Curiosamente, em 2008/2009, aquando de uma vaga de assaltos que perpassou o centro histórico, em que na mesma noite chegaram a serem assaltados vários estabelecimentos, desenrolou-se a mesma postura por parte de alguns profissionais da compra e venda. Os que, até aí, não tinham sido lesados por esventramento mandavam-se aos arames por eu dar conta de tudo o que estava a acontecer. Então, numa reviravolta e posição, notava-se uma coisa interessantíssima: quando, a seguir, eram assaltados, eram logo os primeiros a protestar contra o estado de insegurança e a bramir argumentos nos jornais contra a PSP e a Câmara Municipal. 
Porque sabia que ao noticiar tudo estava a fazer história, nunca me importei com o agradar ou desagradar a este ou aquele. A verdade é que foi com este trabalho noticioso “pro bono” que a PSP se sentiu “pressionada” a actuar com celeridade e Carlos Encarnação, o presidente camarário na altura, mandou instalar as câmaras de video-vigilância -que, como se sabe, foi mais um coelho tirado da cartola porque, verdadeiramente, a autarquia nunca quis saber da pouca sorte de quem trabalhava na Baixa.

#### [Problema curto 1]
Segundo o excerto, quem era o presidente camarário na altura em que foram instaladas as câmaras de videovigilância?
#### [Problema curto 2]
Cite do excerto, sem alterações, o trecho que começa com as palavras "Curiosamente, em 2008/2009, aquando" e termina com "a Câmara Municipal.".

#### [Dados]

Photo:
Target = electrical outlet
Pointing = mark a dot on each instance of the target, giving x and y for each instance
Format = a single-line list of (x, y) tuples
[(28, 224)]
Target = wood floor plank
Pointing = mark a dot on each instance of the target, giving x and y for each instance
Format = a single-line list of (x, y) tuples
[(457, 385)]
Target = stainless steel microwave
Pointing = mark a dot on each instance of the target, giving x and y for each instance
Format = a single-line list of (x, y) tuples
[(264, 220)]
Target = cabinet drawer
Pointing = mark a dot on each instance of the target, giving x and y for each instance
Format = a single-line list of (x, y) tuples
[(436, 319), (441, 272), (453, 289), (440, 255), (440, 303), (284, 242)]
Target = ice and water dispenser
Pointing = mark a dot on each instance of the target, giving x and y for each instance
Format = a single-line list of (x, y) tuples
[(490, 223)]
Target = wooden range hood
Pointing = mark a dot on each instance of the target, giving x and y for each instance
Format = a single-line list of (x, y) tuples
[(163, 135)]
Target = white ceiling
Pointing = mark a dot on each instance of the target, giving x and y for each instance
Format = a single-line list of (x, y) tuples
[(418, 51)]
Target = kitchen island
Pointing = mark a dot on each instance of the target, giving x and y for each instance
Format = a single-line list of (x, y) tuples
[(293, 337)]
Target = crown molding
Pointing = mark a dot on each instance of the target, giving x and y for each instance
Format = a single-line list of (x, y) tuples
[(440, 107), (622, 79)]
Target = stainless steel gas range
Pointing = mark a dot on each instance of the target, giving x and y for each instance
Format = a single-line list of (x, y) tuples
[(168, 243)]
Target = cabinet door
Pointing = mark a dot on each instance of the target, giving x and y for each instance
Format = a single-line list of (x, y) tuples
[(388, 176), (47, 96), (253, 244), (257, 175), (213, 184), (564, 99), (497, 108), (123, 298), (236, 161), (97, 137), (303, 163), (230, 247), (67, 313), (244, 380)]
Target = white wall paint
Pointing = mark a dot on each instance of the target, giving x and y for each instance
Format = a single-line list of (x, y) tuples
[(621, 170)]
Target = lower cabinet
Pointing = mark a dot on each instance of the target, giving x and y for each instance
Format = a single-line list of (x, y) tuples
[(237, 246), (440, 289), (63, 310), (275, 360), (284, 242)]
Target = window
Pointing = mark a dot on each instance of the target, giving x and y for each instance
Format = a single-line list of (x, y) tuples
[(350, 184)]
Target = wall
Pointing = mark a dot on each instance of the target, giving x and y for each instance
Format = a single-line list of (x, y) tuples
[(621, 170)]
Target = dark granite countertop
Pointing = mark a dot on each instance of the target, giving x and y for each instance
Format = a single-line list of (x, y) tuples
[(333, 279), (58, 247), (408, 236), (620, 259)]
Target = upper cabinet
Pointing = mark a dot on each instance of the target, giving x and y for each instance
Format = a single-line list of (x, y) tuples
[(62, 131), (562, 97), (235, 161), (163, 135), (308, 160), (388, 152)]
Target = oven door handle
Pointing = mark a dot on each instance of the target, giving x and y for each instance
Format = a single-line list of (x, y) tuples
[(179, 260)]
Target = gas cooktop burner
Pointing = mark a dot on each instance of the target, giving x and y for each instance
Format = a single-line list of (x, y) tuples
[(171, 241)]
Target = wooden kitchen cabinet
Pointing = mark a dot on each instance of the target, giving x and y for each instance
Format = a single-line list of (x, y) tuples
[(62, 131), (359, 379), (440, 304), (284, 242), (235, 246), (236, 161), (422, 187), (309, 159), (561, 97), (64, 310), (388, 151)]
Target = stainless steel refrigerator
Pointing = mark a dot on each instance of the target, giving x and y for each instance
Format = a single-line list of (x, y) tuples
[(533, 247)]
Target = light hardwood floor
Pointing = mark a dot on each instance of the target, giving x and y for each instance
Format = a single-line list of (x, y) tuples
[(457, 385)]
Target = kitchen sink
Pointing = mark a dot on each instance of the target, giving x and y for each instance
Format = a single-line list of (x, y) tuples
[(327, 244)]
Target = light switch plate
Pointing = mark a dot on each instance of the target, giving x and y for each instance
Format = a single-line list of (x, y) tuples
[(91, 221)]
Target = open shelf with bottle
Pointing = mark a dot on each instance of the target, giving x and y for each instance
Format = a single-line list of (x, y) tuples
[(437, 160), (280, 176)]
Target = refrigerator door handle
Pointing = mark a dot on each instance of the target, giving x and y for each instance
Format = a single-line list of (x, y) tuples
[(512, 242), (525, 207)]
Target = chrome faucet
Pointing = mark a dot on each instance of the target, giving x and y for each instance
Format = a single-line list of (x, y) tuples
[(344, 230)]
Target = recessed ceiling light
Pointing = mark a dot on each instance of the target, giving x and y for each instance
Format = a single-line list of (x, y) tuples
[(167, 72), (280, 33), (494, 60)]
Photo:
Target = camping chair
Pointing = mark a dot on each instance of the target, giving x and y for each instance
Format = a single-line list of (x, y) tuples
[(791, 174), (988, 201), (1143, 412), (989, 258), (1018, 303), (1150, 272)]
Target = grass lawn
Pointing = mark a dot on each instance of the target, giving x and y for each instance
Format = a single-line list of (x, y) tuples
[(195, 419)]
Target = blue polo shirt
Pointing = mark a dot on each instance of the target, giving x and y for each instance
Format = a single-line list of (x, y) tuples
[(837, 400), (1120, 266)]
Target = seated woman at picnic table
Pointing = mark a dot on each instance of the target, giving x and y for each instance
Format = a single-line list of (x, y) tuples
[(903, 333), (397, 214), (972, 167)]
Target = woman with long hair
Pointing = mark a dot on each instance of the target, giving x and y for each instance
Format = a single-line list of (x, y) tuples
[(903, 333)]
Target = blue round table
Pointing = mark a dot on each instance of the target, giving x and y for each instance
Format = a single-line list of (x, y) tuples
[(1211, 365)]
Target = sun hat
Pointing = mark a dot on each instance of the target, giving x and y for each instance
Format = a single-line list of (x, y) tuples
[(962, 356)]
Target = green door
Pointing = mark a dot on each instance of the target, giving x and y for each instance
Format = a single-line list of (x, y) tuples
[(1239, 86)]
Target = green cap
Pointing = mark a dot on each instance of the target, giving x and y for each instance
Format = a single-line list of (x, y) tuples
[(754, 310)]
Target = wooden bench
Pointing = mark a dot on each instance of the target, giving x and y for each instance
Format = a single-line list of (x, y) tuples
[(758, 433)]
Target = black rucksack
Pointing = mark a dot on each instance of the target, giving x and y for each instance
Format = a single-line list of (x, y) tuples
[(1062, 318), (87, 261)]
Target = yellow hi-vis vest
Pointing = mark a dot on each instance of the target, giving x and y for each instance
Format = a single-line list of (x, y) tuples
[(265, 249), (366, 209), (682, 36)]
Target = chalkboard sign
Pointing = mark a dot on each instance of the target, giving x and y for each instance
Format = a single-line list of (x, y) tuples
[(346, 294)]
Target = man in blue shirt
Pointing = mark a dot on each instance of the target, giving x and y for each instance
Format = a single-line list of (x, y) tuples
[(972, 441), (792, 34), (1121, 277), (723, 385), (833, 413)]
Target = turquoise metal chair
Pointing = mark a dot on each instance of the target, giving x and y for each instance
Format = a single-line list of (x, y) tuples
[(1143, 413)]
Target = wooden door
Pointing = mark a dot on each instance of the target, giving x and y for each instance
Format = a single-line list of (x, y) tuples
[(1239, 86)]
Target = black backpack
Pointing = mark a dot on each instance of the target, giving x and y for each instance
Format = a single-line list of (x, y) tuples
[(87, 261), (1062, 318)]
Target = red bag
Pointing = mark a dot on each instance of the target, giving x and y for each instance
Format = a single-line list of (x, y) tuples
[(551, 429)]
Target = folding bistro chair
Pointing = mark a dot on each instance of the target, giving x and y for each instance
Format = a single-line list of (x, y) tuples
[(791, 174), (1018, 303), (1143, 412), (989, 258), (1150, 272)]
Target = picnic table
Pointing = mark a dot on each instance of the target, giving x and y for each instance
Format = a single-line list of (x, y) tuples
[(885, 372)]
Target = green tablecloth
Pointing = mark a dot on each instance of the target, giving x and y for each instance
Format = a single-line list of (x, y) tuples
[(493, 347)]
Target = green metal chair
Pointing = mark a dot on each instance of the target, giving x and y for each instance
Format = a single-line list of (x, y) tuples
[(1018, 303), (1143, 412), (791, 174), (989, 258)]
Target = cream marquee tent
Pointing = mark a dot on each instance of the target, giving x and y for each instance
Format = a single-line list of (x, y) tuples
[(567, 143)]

#### [Resultado da tarefa 1]
Carlos Encarnação.

#### [Resultado da tarefa 2]
Curiosamente, em 2008/2009, aquando de uma vaga de assaltos que perpassou o centro histórico, em que na mesma noite chegaram a serem assaltados vários estabelecimentos, desenrolou-se a mesma postura por parte de alguns profissionais da compra e venda. Os que, até aí, não tinham sido lesados por esventramento mandavam-se aos arames por eu dar conta de tudo o que estava a acontecer. Então, numa reviravolta e posição, notava-se uma coisa interessantíssima: quando, a seguir, eram assaltados, eram logo os primeiros a protestar contra o estado de insegurança e a bramir argumentos nos jornais contra a PSP e a Câmara Municipal.